Stored items:

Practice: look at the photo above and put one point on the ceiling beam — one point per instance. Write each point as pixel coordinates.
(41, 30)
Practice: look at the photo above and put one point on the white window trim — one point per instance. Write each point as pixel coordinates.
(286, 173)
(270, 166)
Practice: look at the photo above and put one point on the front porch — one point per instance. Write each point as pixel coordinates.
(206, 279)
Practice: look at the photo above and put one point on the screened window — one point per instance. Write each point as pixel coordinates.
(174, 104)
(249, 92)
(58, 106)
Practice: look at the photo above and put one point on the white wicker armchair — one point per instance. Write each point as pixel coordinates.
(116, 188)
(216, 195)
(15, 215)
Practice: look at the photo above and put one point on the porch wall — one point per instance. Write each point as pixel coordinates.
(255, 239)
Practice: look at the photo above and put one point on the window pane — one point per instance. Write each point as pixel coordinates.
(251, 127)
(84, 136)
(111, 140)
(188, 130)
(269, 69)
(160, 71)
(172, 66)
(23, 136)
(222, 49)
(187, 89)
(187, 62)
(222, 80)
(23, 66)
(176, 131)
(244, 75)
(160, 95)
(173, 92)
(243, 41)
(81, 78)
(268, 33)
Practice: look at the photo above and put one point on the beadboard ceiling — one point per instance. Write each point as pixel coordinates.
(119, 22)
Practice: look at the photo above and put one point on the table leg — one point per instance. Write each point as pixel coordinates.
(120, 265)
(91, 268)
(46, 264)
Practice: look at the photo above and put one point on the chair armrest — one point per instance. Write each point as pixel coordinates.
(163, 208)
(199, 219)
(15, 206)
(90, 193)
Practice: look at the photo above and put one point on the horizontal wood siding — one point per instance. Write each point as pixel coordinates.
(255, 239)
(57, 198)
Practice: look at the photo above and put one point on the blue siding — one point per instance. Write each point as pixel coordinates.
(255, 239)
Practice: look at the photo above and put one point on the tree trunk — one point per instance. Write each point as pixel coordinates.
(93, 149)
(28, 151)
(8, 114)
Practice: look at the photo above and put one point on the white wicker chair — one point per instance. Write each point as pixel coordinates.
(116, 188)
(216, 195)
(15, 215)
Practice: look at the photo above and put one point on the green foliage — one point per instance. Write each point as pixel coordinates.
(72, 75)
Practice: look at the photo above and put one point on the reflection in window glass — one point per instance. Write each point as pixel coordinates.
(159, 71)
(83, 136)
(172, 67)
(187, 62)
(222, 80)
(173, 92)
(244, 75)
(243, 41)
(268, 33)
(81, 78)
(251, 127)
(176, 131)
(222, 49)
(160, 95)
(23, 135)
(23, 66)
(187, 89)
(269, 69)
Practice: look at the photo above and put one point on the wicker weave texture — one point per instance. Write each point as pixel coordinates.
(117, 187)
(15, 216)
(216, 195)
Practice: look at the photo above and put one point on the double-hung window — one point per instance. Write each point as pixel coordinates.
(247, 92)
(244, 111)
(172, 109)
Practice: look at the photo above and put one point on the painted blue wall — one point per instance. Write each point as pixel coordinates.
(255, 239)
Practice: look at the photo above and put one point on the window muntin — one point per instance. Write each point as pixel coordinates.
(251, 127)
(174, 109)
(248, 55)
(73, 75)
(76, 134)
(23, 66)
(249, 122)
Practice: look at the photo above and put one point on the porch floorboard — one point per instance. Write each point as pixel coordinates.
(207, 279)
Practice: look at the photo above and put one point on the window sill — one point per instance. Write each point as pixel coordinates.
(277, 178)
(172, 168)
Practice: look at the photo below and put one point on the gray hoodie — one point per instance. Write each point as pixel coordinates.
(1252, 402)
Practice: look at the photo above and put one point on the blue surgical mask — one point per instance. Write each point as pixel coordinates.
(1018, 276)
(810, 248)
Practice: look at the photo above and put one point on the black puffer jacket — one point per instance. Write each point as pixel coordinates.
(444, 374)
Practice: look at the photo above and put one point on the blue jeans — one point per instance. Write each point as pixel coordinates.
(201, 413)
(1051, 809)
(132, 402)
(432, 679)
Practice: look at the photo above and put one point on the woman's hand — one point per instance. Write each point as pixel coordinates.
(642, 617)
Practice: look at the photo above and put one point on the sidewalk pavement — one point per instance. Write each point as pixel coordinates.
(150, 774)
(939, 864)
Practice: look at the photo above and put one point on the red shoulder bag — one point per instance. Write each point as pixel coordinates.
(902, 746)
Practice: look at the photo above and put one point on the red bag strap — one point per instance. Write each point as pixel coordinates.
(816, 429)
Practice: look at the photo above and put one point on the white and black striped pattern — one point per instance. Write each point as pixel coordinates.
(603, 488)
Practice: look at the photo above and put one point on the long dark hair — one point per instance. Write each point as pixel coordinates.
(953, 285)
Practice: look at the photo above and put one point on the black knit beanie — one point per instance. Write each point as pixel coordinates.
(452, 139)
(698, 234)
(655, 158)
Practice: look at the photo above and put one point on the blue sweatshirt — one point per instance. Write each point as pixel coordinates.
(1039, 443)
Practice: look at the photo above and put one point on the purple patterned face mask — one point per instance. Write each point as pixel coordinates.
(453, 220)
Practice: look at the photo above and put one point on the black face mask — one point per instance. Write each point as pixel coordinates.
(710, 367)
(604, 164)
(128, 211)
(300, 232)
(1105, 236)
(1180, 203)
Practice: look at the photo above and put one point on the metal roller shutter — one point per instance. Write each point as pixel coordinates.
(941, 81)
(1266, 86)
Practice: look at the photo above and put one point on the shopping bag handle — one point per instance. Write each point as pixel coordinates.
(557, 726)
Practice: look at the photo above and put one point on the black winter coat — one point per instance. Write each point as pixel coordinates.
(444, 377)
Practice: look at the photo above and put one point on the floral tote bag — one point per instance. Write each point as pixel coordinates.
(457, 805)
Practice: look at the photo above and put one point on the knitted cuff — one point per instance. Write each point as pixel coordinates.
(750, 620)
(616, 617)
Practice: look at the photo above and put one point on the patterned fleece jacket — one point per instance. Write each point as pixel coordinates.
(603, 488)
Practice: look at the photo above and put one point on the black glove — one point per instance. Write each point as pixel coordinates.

- Work order: Output all of the entries without altering a single word.

- Answer box:
Practice: look at the photo above and put one point on the ceiling beam — one point per instance. Write each point as pixel coordinates.
(41, 30)
Practice: look at the photo above and put one point on the white window trim — one point per instance. Write each point as pixel coordinates.
(286, 173)
(270, 166)
Practice: look at the photo above and put one point on the front porch — one point per instance. Write each point as pixel coordinates.
(206, 279)
Practice: look at the photo above and put one point on the screened window — one point per instance. Write each point as pixel coordinates.
(174, 104)
(249, 92)
(58, 106)
Practice: look at the photo above and put one point on the white wicker armchair — one point per instance. Write each point as pixel coordinates.
(116, 188)
(216, 195)
(15, 215)
Practice: look at the photo above and put one point on the porch wall — one point per instance. Write each point as pixel coordinates.
(255, 239)
Practice: look at the photo above and put one point on the window pane — one point per instance. Write each point as pixel coordinates.
(251, 127)
(84, 136)
(111, 140)
(188, 130)
(269, 69)
(160, 71)
(172, 66)
(23, 136)
(222, 49)
(187, 89)
(187, 62)
(222, 80)
(23, 66)
(176, 131)
(244, 75)
(160, 95)
(173, 92)
(243, 41)
(81, 78)
(268, 33)
Practice: look at the photo above and put one point on the beadboard ceiling — one point per instance. Write each point as pixel coordinates.
(119, 22)
Practice: look at the photo above and put one point on the table leg — one point per instance. Write each point as pixel coordinates.
(120, 265)
(91, 268)
(46, 264)
Practice: look at the photo above and put one point on the chair armrest — one point per instance. Write each point as pixel coordinates.
(163, 208)
(199, 219)
(15, 206)
(90, 193)
Practice: look at the photo above and put one point on the horizontal wood siding — one point per instance. Write each point as pixel coordinates.
(255, 239)
(57, 198)
Practice: look at the photo above and put one point on the blue siding — one point per instance. Write each point as pixel coordinates.
(255, 239)
Practice: look at the photo above and put one point on the tree trunk — one point per instance. Write each point as pixel coordinates.
(93, 149)
(28, 151)
(8, 114)
Practice: look at the photo above and put one point on the white wicker chair — one point per instance. Write each point as pixel coordinates.
(116, 188)
(216, 195)
(15, 215)
Practice: look at the photo above and put one point on the green foliage — one point per instance. Write each point as pixel coordinates.
(72, 75)
Practice: look at the photo above and put one point on the reflection in window glass — one point per instance. Write each point as pixel coordinates.
(159, 71)
(83, 136)
(172, 67)
(187, 62)
(222, 80)
(173, 92)
(244, 75)
(243, 41)
(268, 33)
(81, 78)
(251, 127)
(176, 131)
(222, 49)
(160, 95)
(23, 135)
(23, 66)
(187, 89)
(269, 69)
Practice: look at the photo above and put one point on the wicker weave texture — one point per instance. Write each point as pixel coordinates.
(117, 187)
(15, 216)
(216, 195)
Practice: look at the photo above and put one point on the double-hung window — one point per instance. Write each point as pixel coordinates.
(247, 92)
(244, 111)
(172, 109)
Practice: look at the photo above and put one point on the painted blue wall — one point per instance. Write each point as pixel coordinates.
(255, 239)
Practice: look at the photo above and put one point on the window muntin — one point per instance. Write each point as pixel coordinates.
(251, 127)
(174, 109)
(248, 55)
(73, 75)
(76, 134)
(23, 66)
(249, 122)
Practice: look at the photo above and put one point on the porch floorboard — one point per instance. Write each point as pixel coordinates.
(207, 279)
Practice: look at the photo above and put one point on the window sill — one point per instance. Write each point as pixel coordinates.
(277, 178)
(172, 168)
Practice: look at the photo below and put one point on the gray hoodie — one point per instance. Write each point as pixel coordinates.
(1252, 402)
Practice: look at the photo above and put one point on the blue surgical mask — one point per instance. Write each point as pixel coordinates.
(1018, 276)
(810, 248)
Practice: look at the photo above and put one point on the black puffer jacket — one point per instance. Write each point as pixel coordinates.
(444, 374)
Practice: look at the photo above and put one point on the blue jeans — one point per instance. Write each point as pixel coordinates.
(201, 413)
(1051, 809)
(132, 402)
(432, 679)
Practice: look at the photo above and put one point on the woman's hand — one point per instance. Write each point as pixel coordinates.
(642, 617)
Practice: look at the photo above and put one point on the sidewalk pavement — one point per instance. Write each point as pixel coordinates.
(150, 774)
(939, 864)
Practice: look at the photo above and put one point on the red shoulder bag — one point per instance. Write each point as pixel coordinates.
(902, 746)
Practice: look at the photo above and put one point on the red bag strap — one point per instance. Write each point as pixel coordinates.
(816, 429)
Practice: look at the photo above and put one point on the white and black striped pattern — one point per instance. Write each point as pixel coordinates.
(603, 488)
Practice: look at the photo above and put one point on the long dark hair — one point per instance. Write each point as pixel coordinates.
(953, 285)
Practice: look at the photo above and put one point on the black knit beanie — one point per instance. Write each point as pixel coordinates.
(452, 139)
(698, 234)
(655, 158)
Practice: look at the photo above and put one point on the blue sweatshirt — one point per instance. Write each point as pixel coordinates.
(1039, 443)
Practice: look at the photo above and put one point on the purple patterned face mask — one point per instance. Write each point as pixel coordinates.
(453, 220)
Practice: look at the photo above and put one point on the black face mask — one point per instance. Write each point as pixel coordinates.
(710, 367)
(604, 164)
(128, 211)
(300, 232)
(1105, 236)
(1180, 203)
Practice: look at the photo above and put one point on the metal roller shutter — one point per instance. Write each point as pixel coordinates.
(941, 81)
(1266, 86)
Practice: look at the photo above and put one point on the shopping bag handle — one point per instance. Write each point as pixel coordinates.
(557, 726)
Practice: look at the photo above and put one point on the black winter coat — one point per instance. Write each point as pixel coordinates.
(444, 377)
Practice: look at the photo above and put one point on the floral tote bag — one point per instance. Write each point as pixel coordinates.
(457, 805)
Practice: look at the photo above and put one point on the knitted cuff — one point per instance. Write each point as pixel coordinates.
(750, 620)
(616, 617)
Practice: look at the photo above and put one point on the patterned fleece jacket — one point per instance. Write each point as pixel coordinates.
(603, 488)
Practice: look at the photo above and put one point on the black glove — one point per instance. Write each point as pixel coordinates.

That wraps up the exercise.